Photo labels with bounding boxes
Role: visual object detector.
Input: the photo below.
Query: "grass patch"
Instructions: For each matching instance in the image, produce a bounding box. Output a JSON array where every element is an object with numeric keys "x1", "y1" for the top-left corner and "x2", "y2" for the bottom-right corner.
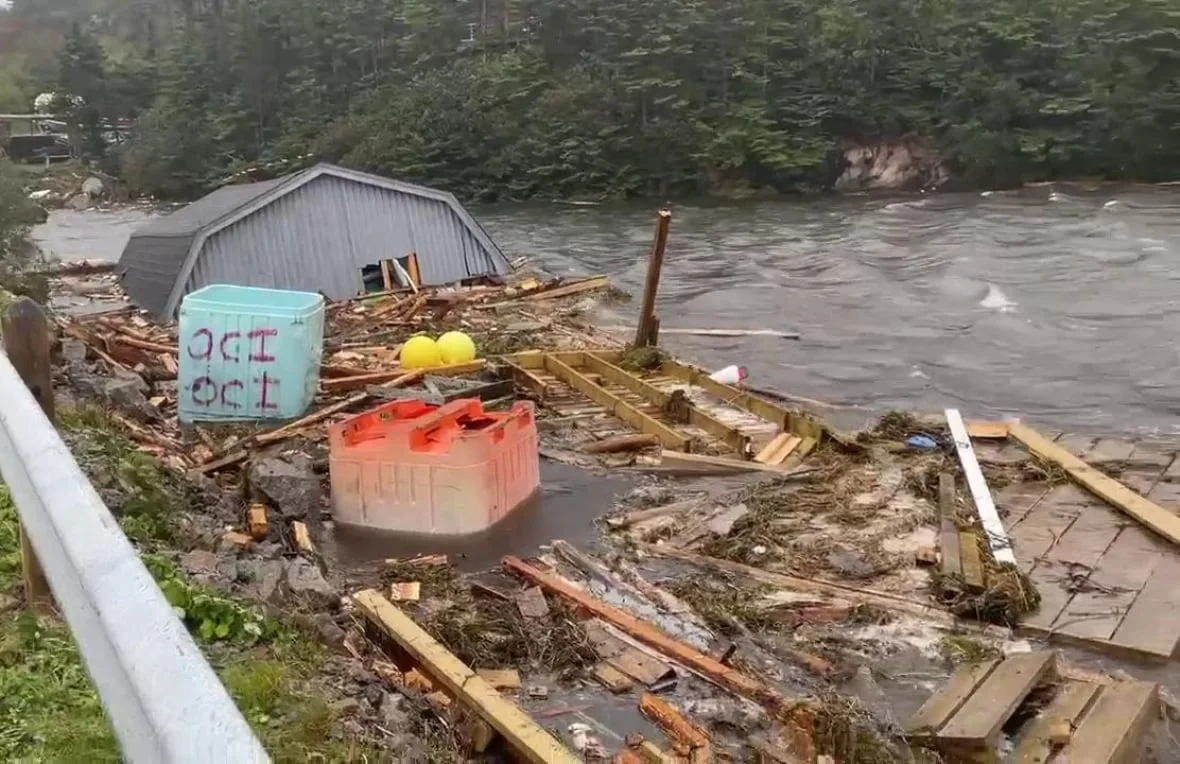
[{"x1": 57, "y1": 406, "x2": 197, "y2": 547}]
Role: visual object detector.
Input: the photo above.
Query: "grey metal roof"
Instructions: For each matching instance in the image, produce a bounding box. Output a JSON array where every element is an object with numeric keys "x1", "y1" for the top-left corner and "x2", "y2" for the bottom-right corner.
[
  {"x1": 131, "y1": 175, "x2": 291, "y2": 236},
  {"x1": 119, "y1": 164, "x2": 510, "y2": 316}
]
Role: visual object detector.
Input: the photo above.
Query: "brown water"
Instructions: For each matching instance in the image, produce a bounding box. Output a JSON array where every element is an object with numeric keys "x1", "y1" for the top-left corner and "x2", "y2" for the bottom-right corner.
[{"x1": 37, "y1": 185, "x2": 1180, "y2": 433}]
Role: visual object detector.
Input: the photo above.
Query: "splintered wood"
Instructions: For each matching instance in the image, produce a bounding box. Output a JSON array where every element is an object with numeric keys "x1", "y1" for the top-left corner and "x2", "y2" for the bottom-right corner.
[{"x1": 905, "y1": 651, "x2": 1159, "y2": 764}]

- _TASK TO CARRY OUT_
Swap "bounding box" for "rectangle" everywhere it appears in the material, keep everything else the same, and leave the pictures out.

- _RESULT OF THIS TASK_
Role: visual object detector.
Input: the photo below.
Query: "grass patch"
Instructions: For each matching instance in the image, produce a rectangle. Output a JSON array where every element is an object with numeric keys "x1", "y1" for the top-left corner and "x2", "y2" for the bottom-right corner.
[{"x1": 57, "y1": 406, "x2": 197, "y2": 547}]
Role: visual object detector.
Input: the photo above.
Query: "grey metal roof"
Instructions: For each matching instance in the image, produce a rectangle. Output a JSON array where every element is an object with numeric keys "x1", "y1" for the top-left corner and "x2", "y2" for the bottom-right corner.
[
  {"x1": 131, "y1": 175, "x2": 291, "y2": 236},
  {"x1": 119, "y1": 164, "x2": 510, "y2": 316}
]
Role: visual object detector.
Input: the photo above.
Query: "brown water"
Instructions: For each matching instance in the image, produce a rectangle. Output a JSON array where every element is an object with numeric keys "x1", "y1" for the top-left corner and "x2", "y2" for the bottom-right corner.
[{"x1": 37, "y1": 185, "x2": 1180, "y2": 433}]
Role: visual object detector.
Input: the photo above.
Query: "splintered wood"
Instructions: For each matching instance in the image, produce a rectangle. Output a JSON array where every element is an object with numeric keys "x1", "y1" for the top-left corner and "x2", "y2" for the bottom-right corner.
[{"x1": 905, "y1": 651, "x2": 1159, "y2": 764}]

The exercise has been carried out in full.